— Tasks to complete —
A. According to the book review, where did Jauhar earn his Ph.D.?
B. Continue the book review of Intern from where it ends.

About Us Contact Us Help




Book Review - Intern: A Doctor's Initiation By Sandeep Jauhar

Judi Silva

Intern: A Doctor's Initiation by Sandeep Jauhar
(Farrar Straus Giroux, 2008)

Humility is something one rarely finds among doctors. It was refreshing to find that in the recounting of Dr. Jauhar's story, he was very quick to admit the inadequacies and limitations he possessed. His candor was much appreciated. Every student entering the medical field and those already pursuing this profession should read his story as it will allow them to understand what lies ahead of them, assure them that they are not the only ones feeling the way they do, and comfort them with the fact that there is a light at the end of the tunnel (and no it's not a train coming in the opposite direction).

The fact that Jauhar switched from a career in experimental condensed-matter in physics after earning a Ph.D. from the University of California at Berkeley to internal medicine at the New York Hospital-Weill Cornell Medical Center in Manhattan only added to the struggle buried deep within him. Yet, with the encouragement, prodding, tough love and understanding from his parents, older brother (who is also a doctor) and wife Sonia coupled with his dedication and hard work, he's come a long way.

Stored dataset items
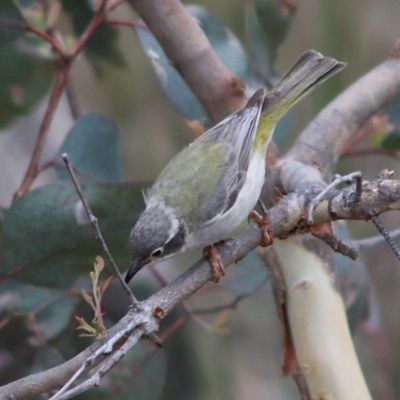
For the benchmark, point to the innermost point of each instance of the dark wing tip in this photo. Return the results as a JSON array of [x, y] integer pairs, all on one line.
[[257, 99], [134, 268]]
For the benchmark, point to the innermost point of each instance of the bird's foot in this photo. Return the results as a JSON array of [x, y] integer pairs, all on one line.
[[217, 268], [263, 221]]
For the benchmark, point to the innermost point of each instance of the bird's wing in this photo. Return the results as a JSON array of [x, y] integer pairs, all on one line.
[[239, 129], [205, 178], [200, 181]]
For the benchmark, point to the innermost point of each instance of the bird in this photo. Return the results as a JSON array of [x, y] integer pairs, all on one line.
[[209, 188]]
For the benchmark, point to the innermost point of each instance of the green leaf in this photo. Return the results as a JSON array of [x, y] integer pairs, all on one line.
[[224, 43], [247, 276], [103, 43], [92, 148], [23, 81], [391, 141], [47, 240], [172, 84], [268, 23], [45, 358], [9, 12], [139, 375], [50, 312], [353, 281]]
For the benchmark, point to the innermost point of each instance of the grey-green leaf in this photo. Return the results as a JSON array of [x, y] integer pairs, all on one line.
[[47, 240], [92, 148]]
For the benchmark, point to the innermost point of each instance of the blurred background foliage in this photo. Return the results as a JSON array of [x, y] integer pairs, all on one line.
[[232, 352]]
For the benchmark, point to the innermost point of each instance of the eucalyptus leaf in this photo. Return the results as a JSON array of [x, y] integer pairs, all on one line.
[[23, 82], [46, 237], [247, 276], [9, 12], [92, 148], [139, 375], [226, 45], [103, 43]]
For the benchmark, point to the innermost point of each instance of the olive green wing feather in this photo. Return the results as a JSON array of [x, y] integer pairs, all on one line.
[[200, 179]]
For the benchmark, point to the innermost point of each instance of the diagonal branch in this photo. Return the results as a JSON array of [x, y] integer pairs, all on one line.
[[189, 51]]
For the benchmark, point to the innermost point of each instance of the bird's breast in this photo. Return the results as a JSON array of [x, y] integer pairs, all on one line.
[[222, 225]]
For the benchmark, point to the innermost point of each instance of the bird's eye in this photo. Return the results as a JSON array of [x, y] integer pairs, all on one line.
[[157, 252]]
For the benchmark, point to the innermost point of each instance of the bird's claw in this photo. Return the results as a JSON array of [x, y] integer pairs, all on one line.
[[217, 268], [263, 221]]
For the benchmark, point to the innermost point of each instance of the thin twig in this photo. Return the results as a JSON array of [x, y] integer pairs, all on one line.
[[93, 25], [370, 151], [126, 22], [386, 235], [113, 4], [55, 96], [72, 98], [95, 223], [38, 32], [58, 88], [164, 282], [338, 179], [374, 240]]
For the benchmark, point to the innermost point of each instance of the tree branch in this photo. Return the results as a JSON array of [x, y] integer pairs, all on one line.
[[323, 140], [284, 217], [189, 51]]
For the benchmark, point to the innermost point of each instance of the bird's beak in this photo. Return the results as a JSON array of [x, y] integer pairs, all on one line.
[[135, 267]]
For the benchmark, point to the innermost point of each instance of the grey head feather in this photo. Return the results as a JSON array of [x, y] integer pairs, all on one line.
[[157, 228]]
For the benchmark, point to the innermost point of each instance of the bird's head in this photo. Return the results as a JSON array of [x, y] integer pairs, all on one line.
[[158, 233]]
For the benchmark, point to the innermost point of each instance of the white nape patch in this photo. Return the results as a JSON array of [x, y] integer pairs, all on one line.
[[174, 224], [80, 214], [146, 196]]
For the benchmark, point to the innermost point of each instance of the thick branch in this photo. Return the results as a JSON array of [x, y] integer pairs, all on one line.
[[321, 143], [284, 217], [189, 51]]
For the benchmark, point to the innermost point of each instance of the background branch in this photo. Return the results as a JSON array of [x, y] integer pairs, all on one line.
[[189, 51]]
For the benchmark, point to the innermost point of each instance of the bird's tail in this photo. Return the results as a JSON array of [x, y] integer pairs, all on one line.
[[311, 69]]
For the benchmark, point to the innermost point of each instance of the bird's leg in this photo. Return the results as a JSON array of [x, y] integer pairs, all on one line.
[[217, 268], [263, 221]]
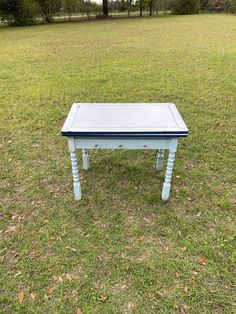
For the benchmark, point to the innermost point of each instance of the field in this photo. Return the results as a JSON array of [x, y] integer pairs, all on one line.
[[121, 249]]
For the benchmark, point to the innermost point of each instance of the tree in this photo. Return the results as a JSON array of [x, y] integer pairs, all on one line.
[[230, 6], [49, 8], [69, 6], [185, 7], [105, 7], [18, 12]]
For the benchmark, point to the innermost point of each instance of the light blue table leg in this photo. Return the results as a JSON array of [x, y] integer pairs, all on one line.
[[75, 169], [169, 170], [160, 156], [86, 164]]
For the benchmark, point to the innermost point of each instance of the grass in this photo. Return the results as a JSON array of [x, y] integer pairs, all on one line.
[[121, 249]]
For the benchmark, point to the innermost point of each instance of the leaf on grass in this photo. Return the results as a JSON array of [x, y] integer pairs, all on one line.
[[50, 290], [202, 261], [60, 279], [160, 294], [32, 296], [131, 306], [213, 290], [21, 297]]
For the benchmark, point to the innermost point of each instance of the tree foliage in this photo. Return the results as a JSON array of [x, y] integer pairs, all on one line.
[[230, 6], [18, 12], [185, 6]]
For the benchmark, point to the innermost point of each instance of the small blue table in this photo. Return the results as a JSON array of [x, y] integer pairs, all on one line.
[[124, 126]]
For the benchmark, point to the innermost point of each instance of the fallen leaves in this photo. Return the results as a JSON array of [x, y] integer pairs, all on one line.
[[202, 261], [21, 297], [32, 296], [131, 306], [78, 311]]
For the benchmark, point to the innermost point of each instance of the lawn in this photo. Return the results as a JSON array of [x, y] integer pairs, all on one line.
[[120, 249]]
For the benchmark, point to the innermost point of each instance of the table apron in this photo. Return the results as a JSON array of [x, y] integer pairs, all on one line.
[[121, 143]]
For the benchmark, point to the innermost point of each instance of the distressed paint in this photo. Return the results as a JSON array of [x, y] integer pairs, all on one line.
[[85, 157], [160, 156]]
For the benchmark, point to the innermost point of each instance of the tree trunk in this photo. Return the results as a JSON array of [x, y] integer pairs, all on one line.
[[129, 7], [150, 7], [140, 8], [105, 7]]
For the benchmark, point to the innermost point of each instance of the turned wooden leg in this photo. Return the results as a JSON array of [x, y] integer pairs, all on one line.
[[160, 156], [86, 165], [75, 169], [169, 170]]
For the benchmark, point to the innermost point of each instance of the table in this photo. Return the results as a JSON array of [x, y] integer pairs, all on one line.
[[124, 126]]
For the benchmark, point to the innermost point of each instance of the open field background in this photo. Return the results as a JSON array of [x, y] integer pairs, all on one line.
[[119, 250]]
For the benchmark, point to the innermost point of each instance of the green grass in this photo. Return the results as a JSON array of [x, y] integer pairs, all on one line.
[[121, 249]]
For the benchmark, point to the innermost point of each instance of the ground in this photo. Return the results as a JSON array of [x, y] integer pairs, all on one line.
[[120, 249]]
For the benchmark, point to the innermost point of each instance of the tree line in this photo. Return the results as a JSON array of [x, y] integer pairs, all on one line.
[[28, 12]]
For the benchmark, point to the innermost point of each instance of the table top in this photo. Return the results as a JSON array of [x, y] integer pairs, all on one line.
[[124, 120]]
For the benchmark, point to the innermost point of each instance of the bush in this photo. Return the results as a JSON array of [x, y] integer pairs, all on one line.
[[185, 6], [230, 6], [18, 12]]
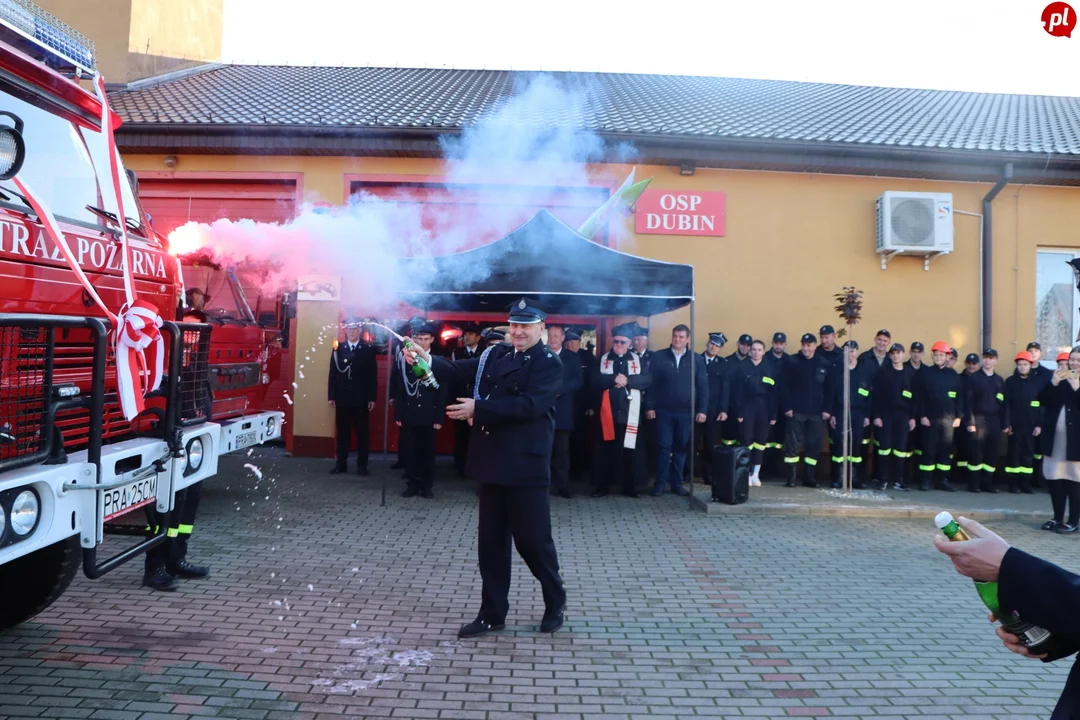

— Responses by item number —
A. He earned it at the University of California at Berkeley.

B.
The word initiation, with which Dr. Jauhar so apply includes in the title, conjures up more ideas than just a "beginning", "introduction" or "entrance".  Intern allows us to "make the rounds" with Dr. Jauhar during the many harrowing days and nights in one of the busiest New York City hospitals. In doing so, the reader plunges into the trials that led the author to question so many procedures and protocols associated with medical care. An eighty hour work week certainly constitutes a brutal initiation rite, which is only part of the rigorous training linked with this profession. It's no wonder that he and so many like him question their decision to become doctors in the first place.

Persevering to find himself while dealing with irate patients, and self-righteous residents and doctors he challenged the practices he despised in The New York Times, again questioning his chosen path. Beginning to believe that being in the medical field meant the patients' concerns came last, he suddenly became a patient himself. His conclusion in the aftermath was that today's high-tech medicine can be a humane science after all.

He completed his cardiology fellowship training at New York University Medical Center in 2004 (with specialized heart-failure training at Columbia Presbyterian Medical Center) and is now the director of the Heart Failure Program at Long Island Jewish Medical Center and a medical journalist in New York City.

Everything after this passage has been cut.